(Collection entries)
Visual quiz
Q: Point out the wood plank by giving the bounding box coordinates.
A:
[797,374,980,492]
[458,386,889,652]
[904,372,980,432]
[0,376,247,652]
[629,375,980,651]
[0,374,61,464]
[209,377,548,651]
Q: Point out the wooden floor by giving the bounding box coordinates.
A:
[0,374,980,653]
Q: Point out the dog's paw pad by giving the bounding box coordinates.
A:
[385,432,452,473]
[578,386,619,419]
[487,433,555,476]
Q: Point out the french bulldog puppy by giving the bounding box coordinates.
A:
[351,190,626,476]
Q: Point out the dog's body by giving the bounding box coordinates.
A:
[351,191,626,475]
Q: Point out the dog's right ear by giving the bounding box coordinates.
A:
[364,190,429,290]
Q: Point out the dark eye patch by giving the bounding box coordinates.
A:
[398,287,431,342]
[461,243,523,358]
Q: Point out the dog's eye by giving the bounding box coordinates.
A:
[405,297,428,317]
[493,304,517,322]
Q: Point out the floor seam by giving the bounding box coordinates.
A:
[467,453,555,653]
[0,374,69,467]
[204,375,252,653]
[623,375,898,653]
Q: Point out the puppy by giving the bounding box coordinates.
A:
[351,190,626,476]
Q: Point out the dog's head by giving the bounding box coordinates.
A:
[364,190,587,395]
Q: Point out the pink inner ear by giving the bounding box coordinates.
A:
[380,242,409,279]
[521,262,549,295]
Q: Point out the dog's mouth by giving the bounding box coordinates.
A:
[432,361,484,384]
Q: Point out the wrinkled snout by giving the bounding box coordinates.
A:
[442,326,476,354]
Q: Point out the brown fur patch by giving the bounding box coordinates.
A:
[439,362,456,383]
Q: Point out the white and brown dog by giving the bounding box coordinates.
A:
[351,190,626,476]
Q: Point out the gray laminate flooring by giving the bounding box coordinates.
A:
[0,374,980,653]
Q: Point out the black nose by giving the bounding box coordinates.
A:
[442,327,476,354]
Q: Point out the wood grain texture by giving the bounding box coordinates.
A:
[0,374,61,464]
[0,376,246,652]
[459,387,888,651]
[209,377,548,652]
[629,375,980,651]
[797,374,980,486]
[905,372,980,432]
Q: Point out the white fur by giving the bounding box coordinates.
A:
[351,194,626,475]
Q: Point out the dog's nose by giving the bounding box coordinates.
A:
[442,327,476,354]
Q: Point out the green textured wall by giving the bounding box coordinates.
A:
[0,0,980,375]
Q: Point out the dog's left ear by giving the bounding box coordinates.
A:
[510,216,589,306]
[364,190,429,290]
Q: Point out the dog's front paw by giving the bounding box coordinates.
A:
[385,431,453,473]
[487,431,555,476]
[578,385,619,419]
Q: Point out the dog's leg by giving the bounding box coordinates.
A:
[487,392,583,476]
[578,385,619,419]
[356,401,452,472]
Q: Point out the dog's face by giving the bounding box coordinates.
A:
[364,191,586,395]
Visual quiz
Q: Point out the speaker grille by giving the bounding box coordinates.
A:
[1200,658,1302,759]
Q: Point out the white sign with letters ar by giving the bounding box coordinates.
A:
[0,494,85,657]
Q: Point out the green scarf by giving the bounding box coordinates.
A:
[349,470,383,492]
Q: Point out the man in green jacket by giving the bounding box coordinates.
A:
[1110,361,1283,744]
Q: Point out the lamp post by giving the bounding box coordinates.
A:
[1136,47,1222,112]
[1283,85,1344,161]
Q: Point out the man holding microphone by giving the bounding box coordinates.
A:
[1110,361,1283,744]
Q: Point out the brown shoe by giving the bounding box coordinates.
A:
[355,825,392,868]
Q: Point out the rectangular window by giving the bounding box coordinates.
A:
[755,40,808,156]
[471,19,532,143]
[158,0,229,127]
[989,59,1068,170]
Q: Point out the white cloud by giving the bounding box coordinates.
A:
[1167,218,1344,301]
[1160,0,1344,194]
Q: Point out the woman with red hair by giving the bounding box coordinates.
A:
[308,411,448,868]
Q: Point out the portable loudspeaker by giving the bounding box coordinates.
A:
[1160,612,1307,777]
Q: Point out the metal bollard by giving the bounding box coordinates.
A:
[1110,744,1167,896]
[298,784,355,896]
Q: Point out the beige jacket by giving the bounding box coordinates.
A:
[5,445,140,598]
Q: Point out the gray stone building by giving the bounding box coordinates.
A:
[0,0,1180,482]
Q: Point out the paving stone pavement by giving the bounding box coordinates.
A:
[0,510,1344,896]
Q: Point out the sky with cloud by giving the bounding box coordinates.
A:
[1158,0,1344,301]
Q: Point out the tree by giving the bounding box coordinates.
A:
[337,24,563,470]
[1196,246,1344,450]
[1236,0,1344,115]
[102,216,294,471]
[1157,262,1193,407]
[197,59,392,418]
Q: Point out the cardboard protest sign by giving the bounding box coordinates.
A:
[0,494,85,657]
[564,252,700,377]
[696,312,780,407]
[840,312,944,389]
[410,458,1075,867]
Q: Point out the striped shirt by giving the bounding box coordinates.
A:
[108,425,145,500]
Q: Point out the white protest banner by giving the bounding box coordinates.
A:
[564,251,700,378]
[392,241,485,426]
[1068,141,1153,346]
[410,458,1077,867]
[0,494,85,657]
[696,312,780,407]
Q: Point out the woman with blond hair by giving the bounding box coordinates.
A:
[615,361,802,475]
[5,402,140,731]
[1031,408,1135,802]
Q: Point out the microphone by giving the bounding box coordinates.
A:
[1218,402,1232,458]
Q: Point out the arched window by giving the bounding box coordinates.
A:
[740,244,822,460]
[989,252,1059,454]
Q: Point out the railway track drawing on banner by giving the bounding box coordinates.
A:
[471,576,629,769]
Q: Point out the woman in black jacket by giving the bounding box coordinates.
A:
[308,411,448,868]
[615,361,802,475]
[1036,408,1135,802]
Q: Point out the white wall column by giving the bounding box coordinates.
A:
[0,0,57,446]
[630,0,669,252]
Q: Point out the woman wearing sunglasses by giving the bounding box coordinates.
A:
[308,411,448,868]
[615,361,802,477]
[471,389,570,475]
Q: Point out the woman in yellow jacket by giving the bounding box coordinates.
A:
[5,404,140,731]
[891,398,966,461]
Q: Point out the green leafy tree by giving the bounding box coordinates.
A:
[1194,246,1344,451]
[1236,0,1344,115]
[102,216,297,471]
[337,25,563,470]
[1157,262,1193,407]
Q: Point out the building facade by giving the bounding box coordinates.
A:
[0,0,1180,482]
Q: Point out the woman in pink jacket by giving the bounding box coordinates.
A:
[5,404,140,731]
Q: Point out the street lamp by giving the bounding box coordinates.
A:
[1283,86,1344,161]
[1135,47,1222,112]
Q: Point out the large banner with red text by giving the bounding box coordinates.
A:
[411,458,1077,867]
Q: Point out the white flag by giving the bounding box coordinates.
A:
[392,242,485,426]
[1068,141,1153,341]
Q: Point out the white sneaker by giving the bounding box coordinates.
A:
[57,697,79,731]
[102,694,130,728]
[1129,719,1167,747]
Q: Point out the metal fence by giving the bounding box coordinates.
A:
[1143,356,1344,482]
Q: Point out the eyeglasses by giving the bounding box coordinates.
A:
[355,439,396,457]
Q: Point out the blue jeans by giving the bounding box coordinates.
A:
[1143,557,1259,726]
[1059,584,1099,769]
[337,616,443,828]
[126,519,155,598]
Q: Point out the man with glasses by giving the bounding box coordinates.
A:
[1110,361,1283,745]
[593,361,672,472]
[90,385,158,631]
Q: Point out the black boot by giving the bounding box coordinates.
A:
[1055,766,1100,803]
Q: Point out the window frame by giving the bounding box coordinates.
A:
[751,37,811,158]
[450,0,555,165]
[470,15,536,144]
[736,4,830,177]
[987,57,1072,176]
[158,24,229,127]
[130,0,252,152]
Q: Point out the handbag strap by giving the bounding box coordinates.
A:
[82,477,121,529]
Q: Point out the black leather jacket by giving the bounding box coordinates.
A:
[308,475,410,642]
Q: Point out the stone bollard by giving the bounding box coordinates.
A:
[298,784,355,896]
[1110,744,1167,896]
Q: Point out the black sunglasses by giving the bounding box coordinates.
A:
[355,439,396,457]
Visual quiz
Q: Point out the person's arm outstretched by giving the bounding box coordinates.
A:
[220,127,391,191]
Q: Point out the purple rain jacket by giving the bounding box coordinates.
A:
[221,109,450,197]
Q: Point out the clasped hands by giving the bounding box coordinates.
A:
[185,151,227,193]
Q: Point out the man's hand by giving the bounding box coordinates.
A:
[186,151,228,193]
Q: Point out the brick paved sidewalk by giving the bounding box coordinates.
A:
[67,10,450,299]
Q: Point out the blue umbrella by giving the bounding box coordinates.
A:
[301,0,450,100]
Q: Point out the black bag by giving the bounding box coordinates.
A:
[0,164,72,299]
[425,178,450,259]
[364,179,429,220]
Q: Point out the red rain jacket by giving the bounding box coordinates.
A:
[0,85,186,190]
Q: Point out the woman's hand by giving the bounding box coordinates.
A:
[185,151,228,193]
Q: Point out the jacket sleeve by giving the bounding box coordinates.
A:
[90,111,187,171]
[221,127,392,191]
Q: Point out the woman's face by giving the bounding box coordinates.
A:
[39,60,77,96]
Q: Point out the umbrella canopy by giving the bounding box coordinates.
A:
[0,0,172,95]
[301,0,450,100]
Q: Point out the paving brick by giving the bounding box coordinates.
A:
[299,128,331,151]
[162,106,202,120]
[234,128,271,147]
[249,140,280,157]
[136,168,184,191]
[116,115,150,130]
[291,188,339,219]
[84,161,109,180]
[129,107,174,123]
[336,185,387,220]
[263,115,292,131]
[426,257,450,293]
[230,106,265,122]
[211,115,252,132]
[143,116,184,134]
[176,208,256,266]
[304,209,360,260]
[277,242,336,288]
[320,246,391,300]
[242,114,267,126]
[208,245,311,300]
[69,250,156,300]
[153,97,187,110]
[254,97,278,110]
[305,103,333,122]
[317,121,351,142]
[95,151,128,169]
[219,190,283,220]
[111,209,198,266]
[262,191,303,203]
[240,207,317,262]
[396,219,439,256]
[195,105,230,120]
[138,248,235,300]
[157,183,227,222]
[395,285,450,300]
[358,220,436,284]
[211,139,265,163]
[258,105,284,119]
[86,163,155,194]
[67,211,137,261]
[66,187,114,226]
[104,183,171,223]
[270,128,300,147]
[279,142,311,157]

**PROMPT**
Lay out the portion of the material that opens with the line containing "Q: Point out the white cloud" and closes with the line containing "[1160,612,1307,777]" as a Markdown table, with the columns Row (a running row number) and Line (the line itself). Leave out any blank lines.

**EXPECTED OUTPUT**
| Row | Line |
|---|---|
| 1 | Q: Point out the white cloud by giving the bounding box coordinates. |
| 2 | A: |
| 3 | [1167,218,1344,301] |
| 4 | [1160,0,1344,194] |
| 5 | Q: Point out the woman with red hair by giving the bounding box coordinates. |
| 6 | A: |
| 7 | [308,411,448,868] |
| 8 | Q: Point out the portable loudspeaker by giving the bounding box coordinates. |
| 9 | A: |
| 10 | [1160,612,1307,777] |